He concludes: "The race is on. Let the best emerging paradigm win."
Toward a Grand Unified Theory
Mark's post really got me thinking. Are the various paradigms-in-waiting mutually exclusive? Or do we see a grand unified theory on the horizon? My bets are on the latter. Here's how I see it:
To my knowledge, every brain scientist is operating off a genes-environment paradigm, which takes into account both biology and how we respond to the world around us. In the old days, psychiatry distinguished between biological causes to mental illness (such as neurosyphilis) and what they saw as maladaptive reactions to stress and interpersonal relations.
This harkens back to the old mind-brain distinction. Since we lacked the tools to see into the brain, the first DSM of 1952 classified depression and schizophrenia and bipolar and the like as "reactions" rooted in neurosis or psychosis or personality rather than biology.
Biological psychiatry tipped over that Freudian paradigm, but in the process lost track of the fact that there was a lot of validity to Freud and his followers. Our behaviors are indeed shaped by our environment and buried traumas. The catch was that the only known therapy of the day - psychoanalysis - did not work for serious mental illness. Thus a paradigm ripe for tipping.
A New Model of the Brain
The biological psychiatry paradigm naively assumed we could simply find something wrong in the brain and fix it, with no regard to environment, without being able to pinpoint cause and effect. Thus an antidepressant for depression, a mood stabilizer for bipolar, and so on. The catch was that even magic bullets are problematic if someone has to contend with an abusive relationship or a toxic work situation.
The new brain science has broken down the mind-brain distinction. We now know that some of us inherit vulnerable brains that are prone to breaking down under stress, which in turn manifests as various forms of illness episodes and maladaptive behaviors. Those with more resilient genes are far more likely to take stress in stride. This new brain science validates the "diathesis-stress" hypothesis advanced during the seventies.
These discoveries cut across all psychiatric diagnoses and blur the categorical distinctions, spurring researchers to dig deeper into underlying causes (endophenotype) rather than the outer symptoms of phenotype. This demands a new approach to diagnostic psychiatry, which is more likely to come from outside the field rather than from within.
The new brain science has also revealed that the brain is plastic, capable of reshaping itself. In essence, the brain is software rather than hardware, and we can change the software to make us more resilient and better able to adapt to whatever life may throw our way. It also works the other way - that sustained stress and trauma can change our software for the worse.
Likewise, we can change our environment. If we know, for instance, that we have a genetic predisposition to alcoholism, we learn to avoid situations that put us at risk.
We now have a new model of the brain interacting with the environment and vice-versa, each capable of change, each capable of changing the other. Thus we see the beginnings of a grand unified theory waiting for the next Einstein, where Freud and biological psychiatry are reconciled, along with ancient precepts. Mind and brain are one, leading to new insights into behavioral causes and effects and possible treatments and therapies and self-help tools. This is already well underway.
Whither Psychiatry?
Those operating within the current paradigm, who simply expect brain science to validate biological psychiatry can be regarded as intellectual dinosaurs. Their days are numbered, but they won't go down without a fight. As the physicist Max Planck once said, "Science advances one funeral at a time."
Some form of Kandel's new science of the mind will emerge and maybe it will no longer be called psychiatry. But this new paradigm, like all paradigms, will only be a temporary placeholder, awaiting a newer paradigm to unseat it, such is the nature of scientific discovery. Absolute truth will always elude us. The best we can do is proceed on the facts as we know them, with an assist from inspired speculation. This will yield us the best approximation of reality. That is, until a better one comes along.

(Point localization data)

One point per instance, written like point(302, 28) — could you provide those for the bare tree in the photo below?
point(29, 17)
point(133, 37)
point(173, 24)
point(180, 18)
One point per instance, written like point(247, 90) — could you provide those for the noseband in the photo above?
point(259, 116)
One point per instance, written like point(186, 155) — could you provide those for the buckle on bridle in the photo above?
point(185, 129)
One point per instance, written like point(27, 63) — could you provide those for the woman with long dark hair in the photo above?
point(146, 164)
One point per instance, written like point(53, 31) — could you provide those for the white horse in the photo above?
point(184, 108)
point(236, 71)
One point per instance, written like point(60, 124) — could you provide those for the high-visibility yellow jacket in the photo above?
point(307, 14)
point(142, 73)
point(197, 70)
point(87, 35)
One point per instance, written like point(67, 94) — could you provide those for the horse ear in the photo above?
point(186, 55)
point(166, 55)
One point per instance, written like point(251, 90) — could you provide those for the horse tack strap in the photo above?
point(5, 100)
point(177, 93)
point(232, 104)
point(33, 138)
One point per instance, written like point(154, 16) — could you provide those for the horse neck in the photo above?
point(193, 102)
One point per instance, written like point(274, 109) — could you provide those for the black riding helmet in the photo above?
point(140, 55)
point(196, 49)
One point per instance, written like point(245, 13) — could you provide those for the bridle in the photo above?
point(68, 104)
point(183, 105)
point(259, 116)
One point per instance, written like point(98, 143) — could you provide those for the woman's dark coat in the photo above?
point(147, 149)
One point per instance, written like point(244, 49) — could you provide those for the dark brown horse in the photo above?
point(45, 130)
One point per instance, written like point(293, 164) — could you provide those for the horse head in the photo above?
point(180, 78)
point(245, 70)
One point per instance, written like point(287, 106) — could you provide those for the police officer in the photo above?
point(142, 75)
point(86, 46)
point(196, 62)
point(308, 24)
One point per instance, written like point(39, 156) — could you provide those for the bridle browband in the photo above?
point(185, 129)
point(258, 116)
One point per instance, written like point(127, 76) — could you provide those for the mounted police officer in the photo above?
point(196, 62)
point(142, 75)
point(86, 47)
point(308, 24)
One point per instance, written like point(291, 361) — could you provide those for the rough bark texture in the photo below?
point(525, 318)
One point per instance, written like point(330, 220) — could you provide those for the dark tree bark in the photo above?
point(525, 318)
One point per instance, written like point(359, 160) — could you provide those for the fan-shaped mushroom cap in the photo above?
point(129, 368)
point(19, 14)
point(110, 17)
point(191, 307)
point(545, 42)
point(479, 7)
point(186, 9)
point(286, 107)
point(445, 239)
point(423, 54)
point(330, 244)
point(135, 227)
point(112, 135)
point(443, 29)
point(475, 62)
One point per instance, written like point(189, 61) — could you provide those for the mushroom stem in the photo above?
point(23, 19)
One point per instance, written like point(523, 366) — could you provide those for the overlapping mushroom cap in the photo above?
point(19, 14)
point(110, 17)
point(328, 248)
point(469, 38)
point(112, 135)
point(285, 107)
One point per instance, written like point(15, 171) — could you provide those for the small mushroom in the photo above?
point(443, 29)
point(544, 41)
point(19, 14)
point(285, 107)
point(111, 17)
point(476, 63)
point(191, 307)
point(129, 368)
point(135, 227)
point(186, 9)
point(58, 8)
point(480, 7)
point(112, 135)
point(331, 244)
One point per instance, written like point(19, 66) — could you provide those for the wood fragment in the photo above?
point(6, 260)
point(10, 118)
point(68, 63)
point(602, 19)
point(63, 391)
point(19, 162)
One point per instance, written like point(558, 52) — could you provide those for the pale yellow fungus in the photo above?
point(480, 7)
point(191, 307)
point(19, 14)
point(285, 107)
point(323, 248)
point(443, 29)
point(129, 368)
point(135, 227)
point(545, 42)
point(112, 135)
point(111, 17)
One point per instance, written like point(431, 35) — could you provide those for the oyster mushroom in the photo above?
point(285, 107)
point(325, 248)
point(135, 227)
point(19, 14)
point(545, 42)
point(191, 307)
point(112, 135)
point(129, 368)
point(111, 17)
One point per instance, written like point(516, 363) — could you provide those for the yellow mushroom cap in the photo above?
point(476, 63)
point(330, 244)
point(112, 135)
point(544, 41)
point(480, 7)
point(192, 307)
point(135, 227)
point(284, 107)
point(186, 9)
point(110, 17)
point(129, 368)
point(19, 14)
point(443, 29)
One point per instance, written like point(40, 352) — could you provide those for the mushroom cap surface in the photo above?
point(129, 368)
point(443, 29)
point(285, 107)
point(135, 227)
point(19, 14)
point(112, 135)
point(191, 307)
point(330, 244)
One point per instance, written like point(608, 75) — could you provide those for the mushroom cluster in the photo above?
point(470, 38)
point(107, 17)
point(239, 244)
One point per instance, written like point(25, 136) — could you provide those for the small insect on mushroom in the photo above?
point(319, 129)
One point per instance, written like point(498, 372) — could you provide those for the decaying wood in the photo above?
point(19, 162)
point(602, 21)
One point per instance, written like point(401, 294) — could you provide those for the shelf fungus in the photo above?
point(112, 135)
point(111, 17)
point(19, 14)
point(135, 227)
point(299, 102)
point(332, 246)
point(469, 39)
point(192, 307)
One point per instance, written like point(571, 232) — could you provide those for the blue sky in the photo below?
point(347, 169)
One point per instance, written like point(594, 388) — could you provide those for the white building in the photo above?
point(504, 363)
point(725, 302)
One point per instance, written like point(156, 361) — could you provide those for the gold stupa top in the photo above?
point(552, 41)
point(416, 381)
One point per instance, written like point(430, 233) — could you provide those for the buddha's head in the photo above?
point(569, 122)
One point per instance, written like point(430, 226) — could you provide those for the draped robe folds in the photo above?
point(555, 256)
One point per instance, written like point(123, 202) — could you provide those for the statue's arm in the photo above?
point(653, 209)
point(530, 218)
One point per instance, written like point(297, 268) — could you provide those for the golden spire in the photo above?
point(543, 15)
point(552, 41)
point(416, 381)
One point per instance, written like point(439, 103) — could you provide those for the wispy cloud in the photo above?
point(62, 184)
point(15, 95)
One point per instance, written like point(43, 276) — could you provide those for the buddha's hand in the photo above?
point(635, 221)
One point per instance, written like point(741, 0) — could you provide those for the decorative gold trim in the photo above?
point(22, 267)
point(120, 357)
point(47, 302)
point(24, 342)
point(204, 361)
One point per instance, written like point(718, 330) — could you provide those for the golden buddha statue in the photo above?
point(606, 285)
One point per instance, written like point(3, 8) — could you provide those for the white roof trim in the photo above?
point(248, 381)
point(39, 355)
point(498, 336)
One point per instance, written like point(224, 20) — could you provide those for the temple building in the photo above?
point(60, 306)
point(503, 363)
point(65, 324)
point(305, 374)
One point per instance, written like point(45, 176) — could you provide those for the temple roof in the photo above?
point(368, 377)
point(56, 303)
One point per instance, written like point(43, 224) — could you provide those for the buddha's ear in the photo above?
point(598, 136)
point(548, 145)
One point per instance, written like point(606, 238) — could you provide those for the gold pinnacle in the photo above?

• [DESCRIPTION OF THE TASK]:
Summarize the piece on psychiatry's competing paradigms in two sentences.

• [EXERCISE SOLUTION]:
Psychiatry moved from a Freudian paradigm that classified mental illnesses as reactions to a biological paradigm that tried to fix problems in the brain without regard to environment. New brain science shows that vulnerable brains break down under stress and that brain and environment can change each other, pointing toward a grand unified theory that reconciles Freud and biological psychiatry, though any new paradigm will only be a temporary placeholder until a better one comes along.